WHAT TO PRODUCE:
Copy the part of the listing that opens with the line containing "Target = calm gray water" and closes with the line containing "(1304, 620)", both ends included.

====

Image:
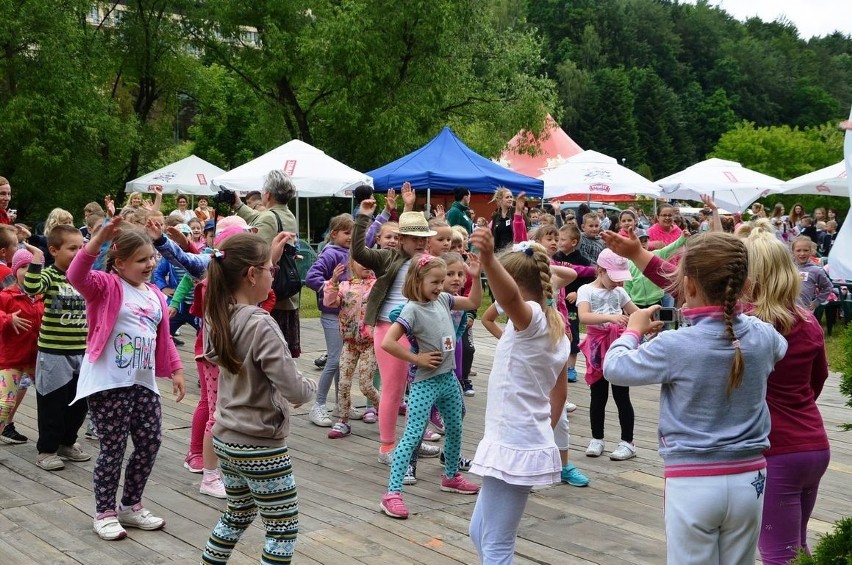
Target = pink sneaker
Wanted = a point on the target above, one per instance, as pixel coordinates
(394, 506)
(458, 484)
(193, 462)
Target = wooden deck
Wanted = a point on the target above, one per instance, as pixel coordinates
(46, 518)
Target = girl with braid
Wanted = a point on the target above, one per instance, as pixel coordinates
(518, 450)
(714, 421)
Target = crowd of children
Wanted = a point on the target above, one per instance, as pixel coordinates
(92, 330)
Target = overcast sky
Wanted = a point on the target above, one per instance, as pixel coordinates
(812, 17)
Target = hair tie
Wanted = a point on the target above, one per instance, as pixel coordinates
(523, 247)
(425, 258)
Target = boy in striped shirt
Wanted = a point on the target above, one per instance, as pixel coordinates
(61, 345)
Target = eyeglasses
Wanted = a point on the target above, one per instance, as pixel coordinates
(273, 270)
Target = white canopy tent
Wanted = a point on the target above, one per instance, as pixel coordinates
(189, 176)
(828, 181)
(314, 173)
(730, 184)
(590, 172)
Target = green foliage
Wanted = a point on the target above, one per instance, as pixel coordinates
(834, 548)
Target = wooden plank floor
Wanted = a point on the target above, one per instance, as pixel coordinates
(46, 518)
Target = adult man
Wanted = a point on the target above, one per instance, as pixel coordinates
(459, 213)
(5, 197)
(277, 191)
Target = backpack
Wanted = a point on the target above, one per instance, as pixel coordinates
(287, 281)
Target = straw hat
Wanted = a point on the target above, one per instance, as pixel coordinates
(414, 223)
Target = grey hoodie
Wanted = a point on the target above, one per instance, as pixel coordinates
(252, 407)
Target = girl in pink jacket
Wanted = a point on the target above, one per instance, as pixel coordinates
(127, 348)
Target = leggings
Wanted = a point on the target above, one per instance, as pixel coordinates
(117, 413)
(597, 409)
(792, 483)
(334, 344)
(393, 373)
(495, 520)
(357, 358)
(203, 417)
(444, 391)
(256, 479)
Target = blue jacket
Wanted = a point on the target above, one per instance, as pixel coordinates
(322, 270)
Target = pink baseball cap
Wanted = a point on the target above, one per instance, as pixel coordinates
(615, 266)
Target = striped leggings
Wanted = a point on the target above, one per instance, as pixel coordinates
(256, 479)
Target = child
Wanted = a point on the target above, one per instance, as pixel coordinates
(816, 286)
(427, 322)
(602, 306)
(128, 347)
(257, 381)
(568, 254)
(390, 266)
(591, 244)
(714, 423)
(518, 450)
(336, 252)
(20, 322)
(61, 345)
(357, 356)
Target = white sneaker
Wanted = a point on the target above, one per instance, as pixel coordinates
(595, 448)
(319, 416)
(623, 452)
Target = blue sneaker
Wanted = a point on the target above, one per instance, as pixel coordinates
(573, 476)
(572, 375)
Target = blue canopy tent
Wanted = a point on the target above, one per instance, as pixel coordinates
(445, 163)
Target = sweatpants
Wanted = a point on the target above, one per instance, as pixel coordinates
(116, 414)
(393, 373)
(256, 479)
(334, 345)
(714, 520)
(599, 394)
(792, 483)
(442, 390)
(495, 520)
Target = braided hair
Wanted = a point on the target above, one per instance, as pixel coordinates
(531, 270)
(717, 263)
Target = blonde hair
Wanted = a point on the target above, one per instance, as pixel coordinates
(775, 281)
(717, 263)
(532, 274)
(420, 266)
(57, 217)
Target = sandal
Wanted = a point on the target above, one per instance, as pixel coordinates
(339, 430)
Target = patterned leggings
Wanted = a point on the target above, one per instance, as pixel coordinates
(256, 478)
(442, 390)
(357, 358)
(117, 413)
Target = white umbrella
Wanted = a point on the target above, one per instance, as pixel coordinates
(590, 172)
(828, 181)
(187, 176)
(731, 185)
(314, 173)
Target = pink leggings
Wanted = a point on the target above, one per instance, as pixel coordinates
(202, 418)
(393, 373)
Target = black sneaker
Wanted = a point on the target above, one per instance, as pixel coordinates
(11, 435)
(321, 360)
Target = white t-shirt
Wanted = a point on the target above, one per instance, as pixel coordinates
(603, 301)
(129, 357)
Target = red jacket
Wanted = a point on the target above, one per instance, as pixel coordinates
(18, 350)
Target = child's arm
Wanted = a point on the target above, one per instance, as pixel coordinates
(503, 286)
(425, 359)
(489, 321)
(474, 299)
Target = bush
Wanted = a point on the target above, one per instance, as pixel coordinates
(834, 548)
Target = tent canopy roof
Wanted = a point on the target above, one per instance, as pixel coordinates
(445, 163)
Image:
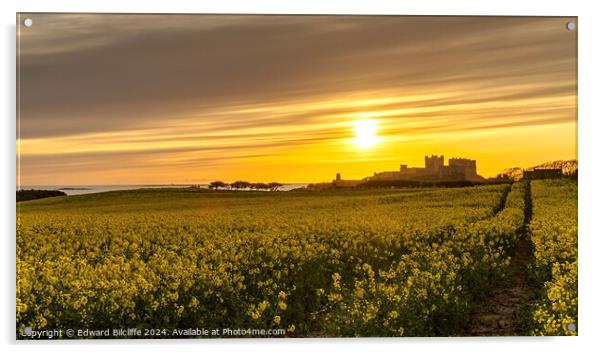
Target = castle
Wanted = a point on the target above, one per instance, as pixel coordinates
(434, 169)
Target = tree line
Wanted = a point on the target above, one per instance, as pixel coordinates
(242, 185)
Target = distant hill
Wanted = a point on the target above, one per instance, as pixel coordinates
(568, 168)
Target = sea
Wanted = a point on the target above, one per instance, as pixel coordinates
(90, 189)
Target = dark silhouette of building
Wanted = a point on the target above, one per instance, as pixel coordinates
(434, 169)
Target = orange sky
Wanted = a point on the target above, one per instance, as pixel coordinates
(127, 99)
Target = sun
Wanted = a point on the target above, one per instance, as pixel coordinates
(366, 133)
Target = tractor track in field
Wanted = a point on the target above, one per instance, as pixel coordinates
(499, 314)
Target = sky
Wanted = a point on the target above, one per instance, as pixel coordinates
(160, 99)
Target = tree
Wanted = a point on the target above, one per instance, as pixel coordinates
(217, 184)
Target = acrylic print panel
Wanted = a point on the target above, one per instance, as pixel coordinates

====

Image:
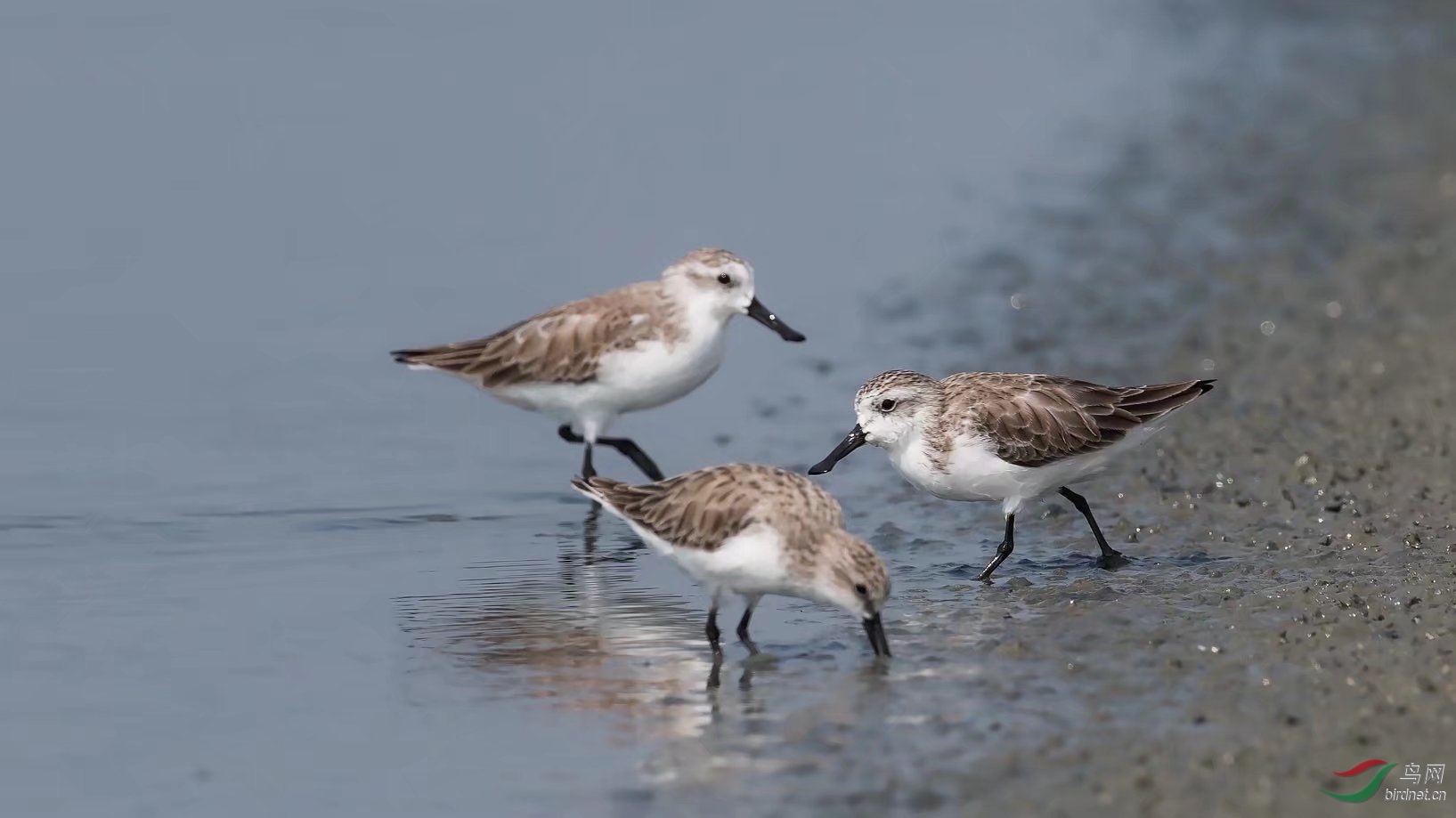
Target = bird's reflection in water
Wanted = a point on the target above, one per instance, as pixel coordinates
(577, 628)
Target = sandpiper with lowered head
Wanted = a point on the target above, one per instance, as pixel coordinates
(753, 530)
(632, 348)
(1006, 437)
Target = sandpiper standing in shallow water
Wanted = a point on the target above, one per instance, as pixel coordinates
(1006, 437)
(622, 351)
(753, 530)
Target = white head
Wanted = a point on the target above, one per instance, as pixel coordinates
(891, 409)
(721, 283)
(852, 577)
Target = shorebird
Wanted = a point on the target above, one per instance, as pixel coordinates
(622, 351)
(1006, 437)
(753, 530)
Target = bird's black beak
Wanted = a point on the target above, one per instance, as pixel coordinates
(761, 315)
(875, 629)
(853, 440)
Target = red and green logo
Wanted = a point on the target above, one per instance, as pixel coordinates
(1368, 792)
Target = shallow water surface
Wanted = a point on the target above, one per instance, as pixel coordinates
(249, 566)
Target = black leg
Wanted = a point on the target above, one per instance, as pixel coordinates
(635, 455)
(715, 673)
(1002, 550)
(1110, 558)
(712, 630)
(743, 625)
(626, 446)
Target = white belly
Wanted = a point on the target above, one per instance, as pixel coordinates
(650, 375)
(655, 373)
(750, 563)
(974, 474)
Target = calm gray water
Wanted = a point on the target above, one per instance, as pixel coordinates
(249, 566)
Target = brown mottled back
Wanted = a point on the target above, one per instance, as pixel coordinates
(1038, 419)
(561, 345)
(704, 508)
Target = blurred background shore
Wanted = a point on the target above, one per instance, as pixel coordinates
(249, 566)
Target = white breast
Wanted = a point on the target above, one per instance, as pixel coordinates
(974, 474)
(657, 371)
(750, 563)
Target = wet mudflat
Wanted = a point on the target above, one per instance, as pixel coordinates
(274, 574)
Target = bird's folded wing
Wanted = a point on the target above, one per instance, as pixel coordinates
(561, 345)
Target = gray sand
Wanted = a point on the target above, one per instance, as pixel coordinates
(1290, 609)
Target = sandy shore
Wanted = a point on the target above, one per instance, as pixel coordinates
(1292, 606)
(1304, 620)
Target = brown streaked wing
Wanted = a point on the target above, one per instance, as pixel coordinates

====

WRITTEN ANSWER:
Target = calm gray water
Wanted = a point on the target above, one per instance, as pixel coordinates
(249, 566)
Target = brown mottled back
Wanted = a point on the target above, one per instance, as pixel coordinates
(1038, 419)
(561, 345)
(704, 508)
Target = blurred background shore
Wanted = a point on the target above, one per instance, as pixel coordinates
(249, 566)
Target = white breast
Wanted = a point on the target above, one per instance, as pixel coordinates
(974, 474)
(657, 371)
(750, 563)
Target = wet mudflat
Wanted = a point on the target above, one per instance, as pixel coordinates
(274, 574)
Target = bird's folded wing
Wanted = a point on the target above, one per instance, as pixel coordinates
(561, 345)
Target = gray sand
Wanted = a point on the target above, one per instance, as pixel coordinates
(1290, 609)
Target = sandy shore
Wanted = a point on the target above, one per instance, as pixel coordinates
(1292, 606)
(1304, 620)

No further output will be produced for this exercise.